Goal of the exercise => Present the lines of the records from the line containing "woman's ear, one" through the end of the records as a numbered list, omitting blank lines.

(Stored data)
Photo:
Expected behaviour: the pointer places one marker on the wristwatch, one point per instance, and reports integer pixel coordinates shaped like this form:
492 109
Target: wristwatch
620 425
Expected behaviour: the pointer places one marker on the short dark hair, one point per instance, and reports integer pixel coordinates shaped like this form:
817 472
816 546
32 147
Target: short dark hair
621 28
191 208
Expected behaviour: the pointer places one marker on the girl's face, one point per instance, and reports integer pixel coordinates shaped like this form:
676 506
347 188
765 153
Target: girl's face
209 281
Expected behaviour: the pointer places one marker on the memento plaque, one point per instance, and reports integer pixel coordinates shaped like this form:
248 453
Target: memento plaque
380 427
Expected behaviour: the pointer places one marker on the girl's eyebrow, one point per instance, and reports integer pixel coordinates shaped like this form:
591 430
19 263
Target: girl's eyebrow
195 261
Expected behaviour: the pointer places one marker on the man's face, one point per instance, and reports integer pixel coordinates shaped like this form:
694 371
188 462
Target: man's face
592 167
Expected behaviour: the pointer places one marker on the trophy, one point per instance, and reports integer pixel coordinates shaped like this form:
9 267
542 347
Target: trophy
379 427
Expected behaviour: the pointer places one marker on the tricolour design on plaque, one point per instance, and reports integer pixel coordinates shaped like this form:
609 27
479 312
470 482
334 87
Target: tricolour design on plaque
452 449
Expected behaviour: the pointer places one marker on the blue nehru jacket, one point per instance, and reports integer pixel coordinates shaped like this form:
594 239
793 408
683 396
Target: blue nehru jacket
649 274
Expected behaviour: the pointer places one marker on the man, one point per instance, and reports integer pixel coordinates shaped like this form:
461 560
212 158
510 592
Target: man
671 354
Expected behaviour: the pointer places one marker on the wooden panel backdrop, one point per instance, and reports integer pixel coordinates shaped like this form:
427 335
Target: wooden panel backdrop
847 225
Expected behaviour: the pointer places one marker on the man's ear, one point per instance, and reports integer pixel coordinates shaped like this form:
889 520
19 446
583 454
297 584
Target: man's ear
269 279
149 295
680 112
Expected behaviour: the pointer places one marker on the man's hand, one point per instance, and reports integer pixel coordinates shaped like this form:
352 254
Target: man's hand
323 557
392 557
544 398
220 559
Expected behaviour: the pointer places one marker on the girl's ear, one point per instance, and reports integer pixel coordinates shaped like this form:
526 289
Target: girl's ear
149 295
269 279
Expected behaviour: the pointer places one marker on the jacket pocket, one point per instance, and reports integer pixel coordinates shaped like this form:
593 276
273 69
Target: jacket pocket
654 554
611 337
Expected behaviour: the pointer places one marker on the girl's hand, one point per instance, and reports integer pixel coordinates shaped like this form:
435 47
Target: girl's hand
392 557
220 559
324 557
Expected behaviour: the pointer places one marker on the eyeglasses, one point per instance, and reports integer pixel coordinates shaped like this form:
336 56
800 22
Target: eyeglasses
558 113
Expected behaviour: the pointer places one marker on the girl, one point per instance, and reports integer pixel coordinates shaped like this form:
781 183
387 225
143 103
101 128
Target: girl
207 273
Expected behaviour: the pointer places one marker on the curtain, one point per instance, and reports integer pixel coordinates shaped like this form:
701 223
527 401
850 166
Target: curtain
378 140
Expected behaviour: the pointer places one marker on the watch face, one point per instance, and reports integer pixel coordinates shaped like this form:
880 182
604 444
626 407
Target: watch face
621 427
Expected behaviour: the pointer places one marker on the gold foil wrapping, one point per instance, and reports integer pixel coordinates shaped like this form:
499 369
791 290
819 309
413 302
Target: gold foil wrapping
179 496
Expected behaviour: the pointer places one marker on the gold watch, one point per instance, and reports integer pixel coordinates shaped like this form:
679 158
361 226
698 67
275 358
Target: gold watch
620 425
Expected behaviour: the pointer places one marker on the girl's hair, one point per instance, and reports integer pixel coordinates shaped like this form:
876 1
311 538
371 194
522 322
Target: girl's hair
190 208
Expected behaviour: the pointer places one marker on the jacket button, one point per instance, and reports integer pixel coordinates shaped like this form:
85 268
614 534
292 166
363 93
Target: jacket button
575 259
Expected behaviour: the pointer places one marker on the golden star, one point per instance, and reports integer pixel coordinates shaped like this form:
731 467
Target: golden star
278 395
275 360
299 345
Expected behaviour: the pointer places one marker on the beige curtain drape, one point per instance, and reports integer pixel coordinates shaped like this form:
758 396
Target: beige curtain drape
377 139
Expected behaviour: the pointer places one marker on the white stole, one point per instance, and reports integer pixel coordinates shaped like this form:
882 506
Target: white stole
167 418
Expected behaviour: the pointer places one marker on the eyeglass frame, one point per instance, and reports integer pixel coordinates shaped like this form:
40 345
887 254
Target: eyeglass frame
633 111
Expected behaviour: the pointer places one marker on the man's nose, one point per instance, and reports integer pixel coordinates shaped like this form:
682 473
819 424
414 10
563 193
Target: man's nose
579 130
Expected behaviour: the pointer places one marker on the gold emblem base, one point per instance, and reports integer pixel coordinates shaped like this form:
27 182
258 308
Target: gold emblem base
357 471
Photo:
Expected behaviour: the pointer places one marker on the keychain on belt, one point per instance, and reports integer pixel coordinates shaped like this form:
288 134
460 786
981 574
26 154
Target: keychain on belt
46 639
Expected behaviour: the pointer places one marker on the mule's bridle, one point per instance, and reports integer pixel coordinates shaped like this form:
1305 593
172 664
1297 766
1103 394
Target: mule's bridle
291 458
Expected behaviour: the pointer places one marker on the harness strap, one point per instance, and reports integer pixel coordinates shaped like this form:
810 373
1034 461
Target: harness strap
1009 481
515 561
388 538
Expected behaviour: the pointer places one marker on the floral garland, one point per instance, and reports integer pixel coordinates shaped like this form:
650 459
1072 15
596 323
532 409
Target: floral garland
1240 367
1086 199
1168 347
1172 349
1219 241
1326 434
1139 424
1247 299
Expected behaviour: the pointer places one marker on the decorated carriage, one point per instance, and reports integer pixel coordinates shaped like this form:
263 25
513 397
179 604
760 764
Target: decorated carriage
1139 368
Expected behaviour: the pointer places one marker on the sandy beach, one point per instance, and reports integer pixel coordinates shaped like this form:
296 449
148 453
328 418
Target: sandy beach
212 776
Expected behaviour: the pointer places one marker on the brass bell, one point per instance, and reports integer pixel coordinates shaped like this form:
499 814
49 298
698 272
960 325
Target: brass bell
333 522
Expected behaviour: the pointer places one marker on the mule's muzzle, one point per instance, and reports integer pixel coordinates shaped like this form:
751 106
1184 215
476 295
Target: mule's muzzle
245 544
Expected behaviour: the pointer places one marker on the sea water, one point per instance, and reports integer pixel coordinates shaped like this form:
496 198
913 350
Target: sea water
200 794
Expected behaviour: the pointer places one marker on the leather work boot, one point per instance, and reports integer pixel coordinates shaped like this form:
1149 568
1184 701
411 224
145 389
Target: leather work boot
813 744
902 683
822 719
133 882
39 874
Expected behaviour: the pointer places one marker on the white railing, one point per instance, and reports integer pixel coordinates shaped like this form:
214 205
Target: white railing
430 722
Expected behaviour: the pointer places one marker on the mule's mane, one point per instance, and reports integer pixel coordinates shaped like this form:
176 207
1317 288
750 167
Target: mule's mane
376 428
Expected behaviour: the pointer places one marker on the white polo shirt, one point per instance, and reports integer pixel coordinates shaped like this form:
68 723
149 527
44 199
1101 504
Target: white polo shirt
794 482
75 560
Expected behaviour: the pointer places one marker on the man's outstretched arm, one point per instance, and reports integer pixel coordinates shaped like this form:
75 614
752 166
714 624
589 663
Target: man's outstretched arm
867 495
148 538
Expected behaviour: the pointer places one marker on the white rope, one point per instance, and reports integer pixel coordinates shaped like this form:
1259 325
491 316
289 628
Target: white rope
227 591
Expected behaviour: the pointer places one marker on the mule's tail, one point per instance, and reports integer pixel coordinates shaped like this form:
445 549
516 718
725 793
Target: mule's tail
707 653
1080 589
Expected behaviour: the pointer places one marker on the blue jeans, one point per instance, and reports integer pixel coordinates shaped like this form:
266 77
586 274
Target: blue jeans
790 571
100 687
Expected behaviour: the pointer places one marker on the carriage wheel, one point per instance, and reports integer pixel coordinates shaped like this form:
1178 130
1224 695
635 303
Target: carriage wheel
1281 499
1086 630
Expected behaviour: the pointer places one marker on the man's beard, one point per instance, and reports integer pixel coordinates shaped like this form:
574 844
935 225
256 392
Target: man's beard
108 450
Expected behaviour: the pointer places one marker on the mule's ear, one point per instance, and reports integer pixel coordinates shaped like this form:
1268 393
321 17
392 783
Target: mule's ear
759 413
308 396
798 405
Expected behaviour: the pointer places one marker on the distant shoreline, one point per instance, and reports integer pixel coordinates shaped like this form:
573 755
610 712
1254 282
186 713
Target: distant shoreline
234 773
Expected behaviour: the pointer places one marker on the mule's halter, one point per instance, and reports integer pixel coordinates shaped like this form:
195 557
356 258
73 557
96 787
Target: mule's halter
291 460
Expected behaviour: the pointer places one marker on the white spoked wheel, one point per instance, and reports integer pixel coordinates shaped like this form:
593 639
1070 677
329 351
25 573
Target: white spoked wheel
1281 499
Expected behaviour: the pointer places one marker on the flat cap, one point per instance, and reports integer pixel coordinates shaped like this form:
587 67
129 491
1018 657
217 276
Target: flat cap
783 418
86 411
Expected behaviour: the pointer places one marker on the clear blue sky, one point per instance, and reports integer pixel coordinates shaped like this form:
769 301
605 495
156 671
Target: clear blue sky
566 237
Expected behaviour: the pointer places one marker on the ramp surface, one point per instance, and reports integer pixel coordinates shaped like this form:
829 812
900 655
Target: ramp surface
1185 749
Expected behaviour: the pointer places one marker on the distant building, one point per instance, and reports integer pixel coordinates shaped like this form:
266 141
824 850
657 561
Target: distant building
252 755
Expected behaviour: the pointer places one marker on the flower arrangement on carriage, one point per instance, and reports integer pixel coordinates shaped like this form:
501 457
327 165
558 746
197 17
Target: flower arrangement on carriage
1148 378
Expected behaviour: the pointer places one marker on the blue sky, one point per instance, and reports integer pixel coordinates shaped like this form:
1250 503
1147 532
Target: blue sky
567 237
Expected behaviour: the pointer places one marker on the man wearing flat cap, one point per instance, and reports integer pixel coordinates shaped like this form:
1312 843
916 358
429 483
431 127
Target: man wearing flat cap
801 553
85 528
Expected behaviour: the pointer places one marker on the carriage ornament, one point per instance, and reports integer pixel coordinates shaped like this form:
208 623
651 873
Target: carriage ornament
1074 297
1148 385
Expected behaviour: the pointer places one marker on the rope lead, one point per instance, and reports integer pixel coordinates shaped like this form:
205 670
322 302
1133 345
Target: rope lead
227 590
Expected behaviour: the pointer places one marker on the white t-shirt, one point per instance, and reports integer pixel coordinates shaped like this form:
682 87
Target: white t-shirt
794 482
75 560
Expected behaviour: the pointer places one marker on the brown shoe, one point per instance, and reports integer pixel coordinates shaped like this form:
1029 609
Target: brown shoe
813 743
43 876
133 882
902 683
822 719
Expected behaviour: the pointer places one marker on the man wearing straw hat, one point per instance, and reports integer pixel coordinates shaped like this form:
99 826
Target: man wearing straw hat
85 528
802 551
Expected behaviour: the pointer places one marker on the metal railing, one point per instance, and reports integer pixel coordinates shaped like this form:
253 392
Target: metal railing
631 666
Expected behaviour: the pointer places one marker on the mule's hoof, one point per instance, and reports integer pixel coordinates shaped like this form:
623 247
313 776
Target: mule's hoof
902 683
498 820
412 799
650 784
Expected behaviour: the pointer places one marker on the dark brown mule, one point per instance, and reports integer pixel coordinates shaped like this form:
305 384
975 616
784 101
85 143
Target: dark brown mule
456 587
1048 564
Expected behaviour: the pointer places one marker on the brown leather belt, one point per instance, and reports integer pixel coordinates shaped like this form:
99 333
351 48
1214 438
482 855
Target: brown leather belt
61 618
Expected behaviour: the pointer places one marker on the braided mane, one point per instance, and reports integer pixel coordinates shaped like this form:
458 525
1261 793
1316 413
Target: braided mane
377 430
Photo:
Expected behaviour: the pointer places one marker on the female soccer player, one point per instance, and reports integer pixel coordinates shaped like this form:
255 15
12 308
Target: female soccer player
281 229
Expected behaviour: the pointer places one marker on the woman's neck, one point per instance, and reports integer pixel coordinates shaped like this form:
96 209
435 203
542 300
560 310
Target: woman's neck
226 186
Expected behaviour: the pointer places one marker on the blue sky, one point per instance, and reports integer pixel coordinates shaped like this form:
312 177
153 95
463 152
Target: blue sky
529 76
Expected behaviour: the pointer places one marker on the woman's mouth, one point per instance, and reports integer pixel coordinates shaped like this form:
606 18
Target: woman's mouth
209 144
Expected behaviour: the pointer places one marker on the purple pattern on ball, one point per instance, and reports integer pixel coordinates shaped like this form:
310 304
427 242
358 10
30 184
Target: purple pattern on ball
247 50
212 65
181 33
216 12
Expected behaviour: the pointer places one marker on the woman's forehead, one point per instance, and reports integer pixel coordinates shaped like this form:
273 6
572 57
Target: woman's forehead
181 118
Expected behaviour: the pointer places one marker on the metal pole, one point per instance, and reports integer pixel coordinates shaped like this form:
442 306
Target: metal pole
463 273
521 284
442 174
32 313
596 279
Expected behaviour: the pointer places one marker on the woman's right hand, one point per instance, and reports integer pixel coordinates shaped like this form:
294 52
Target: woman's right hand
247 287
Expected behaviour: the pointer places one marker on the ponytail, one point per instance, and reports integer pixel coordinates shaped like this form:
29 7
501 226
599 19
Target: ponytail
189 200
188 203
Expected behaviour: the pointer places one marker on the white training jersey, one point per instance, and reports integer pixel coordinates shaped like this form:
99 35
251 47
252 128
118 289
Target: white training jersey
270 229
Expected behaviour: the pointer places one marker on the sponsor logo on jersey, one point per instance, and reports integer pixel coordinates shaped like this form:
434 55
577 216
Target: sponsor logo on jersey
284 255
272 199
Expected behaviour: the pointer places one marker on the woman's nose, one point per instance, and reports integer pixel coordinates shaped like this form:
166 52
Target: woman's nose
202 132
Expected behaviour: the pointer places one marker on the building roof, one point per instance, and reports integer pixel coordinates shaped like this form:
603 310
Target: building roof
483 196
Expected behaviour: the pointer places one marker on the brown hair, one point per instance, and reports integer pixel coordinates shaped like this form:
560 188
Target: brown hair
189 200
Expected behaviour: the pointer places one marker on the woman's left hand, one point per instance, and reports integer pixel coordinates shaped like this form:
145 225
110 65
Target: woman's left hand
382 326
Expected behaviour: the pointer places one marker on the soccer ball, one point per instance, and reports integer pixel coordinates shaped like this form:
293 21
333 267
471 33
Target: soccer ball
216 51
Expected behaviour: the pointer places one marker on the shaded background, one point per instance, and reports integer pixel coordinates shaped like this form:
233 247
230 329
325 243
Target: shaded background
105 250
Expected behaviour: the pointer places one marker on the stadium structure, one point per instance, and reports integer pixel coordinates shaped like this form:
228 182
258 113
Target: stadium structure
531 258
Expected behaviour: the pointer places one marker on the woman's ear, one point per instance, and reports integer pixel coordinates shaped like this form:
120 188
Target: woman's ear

Right answer =>
1. Expected behaviour: the pointer places one marker on the woman's ear, one point per instance, and reports integer pixel coordinates shaped like this form:
2. 120 188
3. Target: woman's ear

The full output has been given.